*Material provided*

※

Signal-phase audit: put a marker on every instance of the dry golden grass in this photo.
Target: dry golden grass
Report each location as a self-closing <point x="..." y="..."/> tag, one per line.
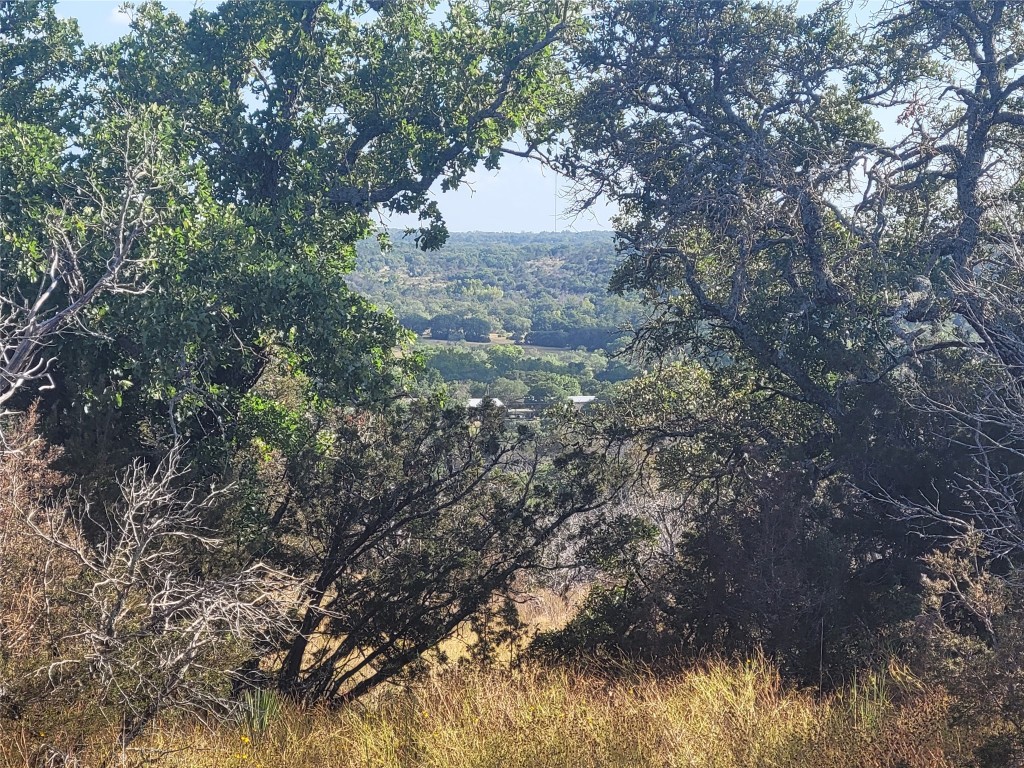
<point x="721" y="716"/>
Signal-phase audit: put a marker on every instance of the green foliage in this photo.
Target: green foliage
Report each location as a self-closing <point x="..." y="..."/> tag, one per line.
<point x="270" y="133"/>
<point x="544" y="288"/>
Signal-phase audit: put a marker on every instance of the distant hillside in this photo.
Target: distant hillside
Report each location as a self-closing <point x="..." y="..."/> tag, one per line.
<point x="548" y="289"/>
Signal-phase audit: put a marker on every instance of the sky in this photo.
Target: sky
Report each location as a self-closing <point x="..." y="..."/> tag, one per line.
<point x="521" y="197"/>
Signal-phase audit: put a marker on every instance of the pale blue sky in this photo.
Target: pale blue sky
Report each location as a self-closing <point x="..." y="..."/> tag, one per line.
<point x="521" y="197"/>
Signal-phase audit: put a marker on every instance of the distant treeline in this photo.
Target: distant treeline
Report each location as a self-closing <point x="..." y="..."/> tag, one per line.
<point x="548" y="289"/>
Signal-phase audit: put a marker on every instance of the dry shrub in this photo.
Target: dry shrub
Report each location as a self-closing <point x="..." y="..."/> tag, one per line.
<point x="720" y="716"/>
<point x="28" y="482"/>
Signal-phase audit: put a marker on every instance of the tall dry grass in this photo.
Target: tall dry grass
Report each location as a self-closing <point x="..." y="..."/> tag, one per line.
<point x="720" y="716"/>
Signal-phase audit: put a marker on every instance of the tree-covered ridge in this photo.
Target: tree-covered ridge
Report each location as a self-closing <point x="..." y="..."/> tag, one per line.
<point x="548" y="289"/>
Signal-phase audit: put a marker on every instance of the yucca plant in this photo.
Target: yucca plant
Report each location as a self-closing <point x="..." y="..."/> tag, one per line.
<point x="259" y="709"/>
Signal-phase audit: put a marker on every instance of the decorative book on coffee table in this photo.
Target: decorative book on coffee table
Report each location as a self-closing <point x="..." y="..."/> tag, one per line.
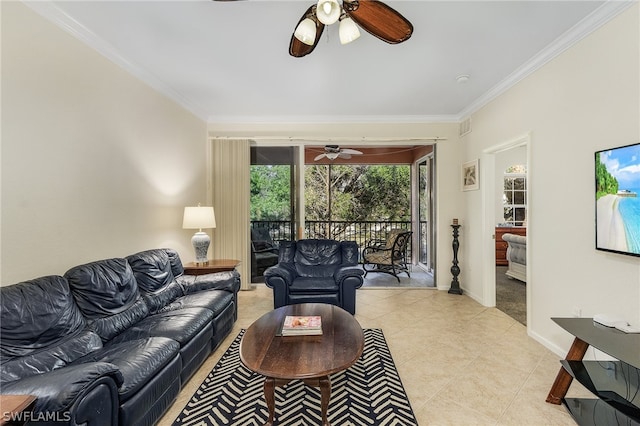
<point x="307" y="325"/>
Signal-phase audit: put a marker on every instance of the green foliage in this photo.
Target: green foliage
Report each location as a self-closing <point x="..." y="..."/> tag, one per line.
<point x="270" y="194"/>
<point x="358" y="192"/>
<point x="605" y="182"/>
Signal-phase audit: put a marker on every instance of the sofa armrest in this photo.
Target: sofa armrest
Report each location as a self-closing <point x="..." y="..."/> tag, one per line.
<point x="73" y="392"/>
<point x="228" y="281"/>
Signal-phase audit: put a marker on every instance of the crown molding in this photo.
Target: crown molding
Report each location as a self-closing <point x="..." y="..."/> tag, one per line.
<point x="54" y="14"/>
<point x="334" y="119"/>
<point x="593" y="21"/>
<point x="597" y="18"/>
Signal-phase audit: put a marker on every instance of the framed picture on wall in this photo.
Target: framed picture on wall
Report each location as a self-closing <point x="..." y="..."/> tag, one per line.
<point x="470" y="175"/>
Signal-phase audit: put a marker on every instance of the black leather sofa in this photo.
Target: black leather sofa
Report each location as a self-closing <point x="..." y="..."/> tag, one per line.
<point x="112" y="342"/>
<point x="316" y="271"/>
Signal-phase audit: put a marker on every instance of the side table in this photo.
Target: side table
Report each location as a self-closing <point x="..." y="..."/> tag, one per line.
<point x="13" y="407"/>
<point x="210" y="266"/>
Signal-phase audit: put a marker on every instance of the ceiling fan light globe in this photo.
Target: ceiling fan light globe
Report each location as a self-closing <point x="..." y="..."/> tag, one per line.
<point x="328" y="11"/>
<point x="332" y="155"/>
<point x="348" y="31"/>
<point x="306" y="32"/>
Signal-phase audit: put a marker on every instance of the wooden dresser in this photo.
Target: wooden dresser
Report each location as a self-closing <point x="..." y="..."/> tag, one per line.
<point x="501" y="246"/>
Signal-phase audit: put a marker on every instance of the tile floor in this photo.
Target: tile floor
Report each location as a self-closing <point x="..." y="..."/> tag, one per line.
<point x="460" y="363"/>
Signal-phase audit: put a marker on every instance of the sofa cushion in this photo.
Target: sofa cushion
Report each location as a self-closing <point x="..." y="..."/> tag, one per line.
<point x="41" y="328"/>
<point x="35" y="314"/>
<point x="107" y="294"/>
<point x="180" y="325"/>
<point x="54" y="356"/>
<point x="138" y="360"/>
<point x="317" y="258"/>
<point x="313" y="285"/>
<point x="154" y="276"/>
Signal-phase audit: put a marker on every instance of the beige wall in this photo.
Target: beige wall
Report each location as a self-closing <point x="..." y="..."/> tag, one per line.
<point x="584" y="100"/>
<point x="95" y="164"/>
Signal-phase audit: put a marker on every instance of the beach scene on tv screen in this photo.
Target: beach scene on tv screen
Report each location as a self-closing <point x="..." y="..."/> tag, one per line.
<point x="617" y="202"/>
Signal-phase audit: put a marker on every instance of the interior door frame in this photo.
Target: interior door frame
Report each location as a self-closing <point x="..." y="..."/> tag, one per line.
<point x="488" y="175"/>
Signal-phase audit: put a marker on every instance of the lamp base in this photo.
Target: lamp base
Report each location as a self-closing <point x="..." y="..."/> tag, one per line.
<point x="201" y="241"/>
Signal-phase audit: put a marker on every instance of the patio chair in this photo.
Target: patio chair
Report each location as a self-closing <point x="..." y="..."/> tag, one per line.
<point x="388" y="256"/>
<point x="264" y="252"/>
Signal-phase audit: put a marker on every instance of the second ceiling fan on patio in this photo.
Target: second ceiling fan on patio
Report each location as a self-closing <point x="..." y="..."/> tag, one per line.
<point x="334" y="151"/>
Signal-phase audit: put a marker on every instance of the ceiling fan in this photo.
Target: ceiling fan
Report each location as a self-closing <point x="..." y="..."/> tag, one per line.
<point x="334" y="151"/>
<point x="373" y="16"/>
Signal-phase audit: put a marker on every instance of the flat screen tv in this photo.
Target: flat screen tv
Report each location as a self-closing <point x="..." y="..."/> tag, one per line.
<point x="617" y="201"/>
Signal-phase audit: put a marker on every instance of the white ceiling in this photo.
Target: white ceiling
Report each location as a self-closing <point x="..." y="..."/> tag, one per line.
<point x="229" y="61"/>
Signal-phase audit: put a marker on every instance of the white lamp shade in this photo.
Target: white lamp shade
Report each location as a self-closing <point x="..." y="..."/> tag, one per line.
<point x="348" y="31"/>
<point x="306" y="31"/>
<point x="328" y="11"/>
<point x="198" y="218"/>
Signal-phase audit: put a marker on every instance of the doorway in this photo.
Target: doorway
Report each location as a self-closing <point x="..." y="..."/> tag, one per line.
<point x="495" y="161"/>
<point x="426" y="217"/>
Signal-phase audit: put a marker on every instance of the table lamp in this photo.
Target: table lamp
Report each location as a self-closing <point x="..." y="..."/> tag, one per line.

※

*Exercise aim*
Please repeat the entries exactly. Do not include the pictures.

*Answer for the task*
Signal-phase audit: put a marker on every instance of the dry golden grass in this photo.
Target: dry golden grass
Report each location as a self-closing <point x="..." y="..."/> tag, one per line.
<point x="721" y="716"/>
Signal-phase audit: put a marker on every instance of the green foliage in this photo.
Target: green foliage
Report each location as a self-closing <point x="..." y="..."/> tag, one per line.
<point x="270" y="133"/>
<point x="544" y="288"/>
Signal-phase audit: put a marker on every instance of the distant hillside in this photo.
Target: distant hillside
Report each location as a self-closing <point x="..." y="..."/> tag, one per line.
<point x="548" y="289"/>
Signal-phase audit: put a marker on every instance of the sky in this photo.
Target: sky
Report each location as a self-closing <point x="..." y="..."/> tag, one per line.
<point x="521" y="197"/>
Signal-phase audit: put a marker on every instance of the pale blue sky in this photo.
Target: pale blue sky
Report each location as a self-closing <point x="..." y="..."/> tag, one per line.
<point x="521" y="197"/>
Signal-phase audit: put a marker on every instance of the distant treeline in this photo.
Target: distant treeline
Report each location as a self-closing <point x="..." y="..."/> tag, one per line.
<point x="548" y="289"/>
Signal-phase audit: put a marker on every instance of the dry shrub in this photo.
Target: dry shrub
Report each location as a self-closing <point x="..." y="..."/> tag, one per line.
<point x="720" y="716"/>
<point x="28" y="482"/>
Signal-phase audit: put a marker on every instance of the tall dry grass in this photo.
Target: tall dry grass
Report each location as a self-closing <point x="..." y="..."/> tag, one per line.
<point x="720" y="716"/>
Signal-phase audit: put a marker on every instance of the tree-covered ridge in this photo.
Target: tree-covered ridge
Report each location as a self-closing <point x="..." y="..."/> tag, one per line.
<point x="548" y="289"/>
Signal-phase audit: put a marker on every instance of the yucca plant in this photo.
Target: yucca plant
Report each location as a self-closing <point x="..." y="..."/> tag, one per line.
<point x="259" y="709"/>
Signal-phase audit: put a marker on every instance of the decorative book on coffee table in this photo.
Target: decorative book on coffee table
Report each location as a self-closing <point x="..." y="..."/> tag, one per line.
<point x="307" y="325"/>
Signal-phase audit: put a marker on every instance of the green foliage in this photo.
Target: green foliage
Report each location as a self-closing <point x="..." y="..."/> tag, one per line.
<point x="270" y="194"/>
<point x="358" y="192"/>
<point x="605" y="182"/>
Signal-phase audit: put a marker on every instance of the sofa armrest in this photo.
Target: sofa armrest
Report each location as a self-closing <point x="..." y="..."/> tag, one per line.
<point x="73" y="392"/>
<point x="228" y="281"/>
Signal-phase audit: put a marker on every instance of the crown molding in this photo.
Target: crown molding
Report each location as a self-closing <point x="..." y="..."/> tag, one per line.
<point x="54" y="14"/>
<point x="334" y="119"/>
<point x="593" y="21"/>
<point x="597" y="18"/>
Signal-phase audit: put a marker on every instance of the framed picture on wall in this photo.
Target: framed picture on wall
Report each location as a self-closing <point x="..." y="..."/> tag, one per line.
<point x="470" y="175"/>
Signal-phase audit: put a marker on every instance of the black leather sofa in this photo.
Target: black leather sofa
Report each location as a self-closing <point x="..." y="..."/> tag, one per line.
<point x="112" y="342"/>
<point x="316" y="271"/>
Signal-phase audit: put a marker on every instance of the side table in this photo.
Target: side table
Report each location as a self-closing <point x="..." y="..."/> tag, one per line.
<point x="13" y="407"/>
<point x="210" y="266"/>
Signal-phase audit: put a marker on every instance of the ceiling fan light globe in this photo.
Target: ceiling fan light globe
Report each location as a self-closing <point x="..." y="..."/> tag, one per line.
<point x="328" y="11"/>
<point x="332" y="155"/>
<point x="348" y="31"/>
<point x="306" y="32"/>
Signal-phase audit: put a marker on every instance of the wooden dresser in this photo.
Target: wooden dresser
Report each location as a self-closing <point x="..." y="..."/> tag, one per line.
<point x="501" y="246"/>
Signal-phase audit: put a marker on every instance of the tile floor in this photo.
Target: tile floor
Report each location as a self-closing <point x="..." y="..."/> tag, one per line.
<point x="460" y="363"/>
Signal-phase audit: put a marker on every instance of the sofa cushion in this photo.
Target: sofa cushion
Report each location as a self-closing <point x="..." y="..."/> tag, one per line.
<point x="41" y="328"/>
<point x="35" y="314"/>
<point x="107" y="294"/>
<point x="180" y="325"/>
<point x="54" y="356"/>
<point x="138" y="360"/>
<point x="317" y="258"/>
<point x="313" y="285"/>
<point x="154" y="276"/>
Signal-phase audit: put a marker on every instance of the beige wall in this photo.
Target: beige wall
Report each location as a self-closing <point x="..." y="..."/> tag, one per line.
<point x="584" y="100"/>
<point x="95" y="164"/>
Signal-phase audit: put a marker on every instance of the beach scene on tv screen in this photo.
Target: beach scene on tv screen
Report each location as a self-closing <point x="..." y="..."/> tag, one per line.
<point x="617" y="202"/>
Signal-phase audit: put a marker on every instance of the interior door frame in this photo.
Target: interior door frame
Report each location as a self-closing <point x="..." y="..."/> tag, one per line.
<point x="488" y="175"/>
Signal-phase audit: put a marker on every instance of the lamp base in this photo.
Target: lamp base
Report each location as a self-closing <point x="..." y="..."/> tag, one per line.
<point x="201" y="241"/>
Signal-phase audit: put a marker on every instance of the patio chair in this photo.
Target: patio chair
Report each location as a self-closing <point x="..." y="..."/> tag, one per line.
<point x="388" y="256"/>
<point x="264" y="252"/>
Signal-phase audit: put a marker on every instance of the second ceiling fan on patio in this photo.
Target: second ceiling fan on patio
Report each location as a self-closing <point x="..." y="..."/> tag, one per line.
<point x="334" y="151"/>
Signal-phase audit: put a marker on every instance of the ceiling fan in this photo.
Target: ceiling fan
Report each location as a self-closing <point x="..." y="..."/> tag, one per line.
<point x="334" y="151"/>
<point x="373" y="16"/>
Signal-phase audit: put a marker on every instance of the flat screen tv in this photo.
Target: flat screen tv
Report each location as a self-closing <point x="..." y="..."/> tag, one per line.
<point x="617" y="201"/>
Signal-phase audit: put a marker on every instance of the white ceiling in this photo.
Target: white ceiling
Report each location as a self-closing <point x="..." y="..."/> tag, one per line.
<point x="229" y="61"/>
Signal-phase audit: put a marker on every instance of the white lamp shade in this photo.
Target: white lamp shade
Report each location as a self-closing <point x="..." y="..."/> tag, one per line.
<point x="348" y="31"/>
<point x="306" y="31"/>
<point x="328" y="11"/>
<point x="198" y="218"/>
Signal-phase audit: put a marker on every instance of the doorway in this photo.
Target: doorway
Report each location as a self-closing <point x="..." y="..."/> tag, one per line.
<point x="495" y="161"/>
<point x="426" y="217"/>
Signal-phase audit: put a marker on every instance of the table lamp in this photo.
Target: table lamp
Report each location as a self-closing <point x="..." y="..."/> tag, one per line.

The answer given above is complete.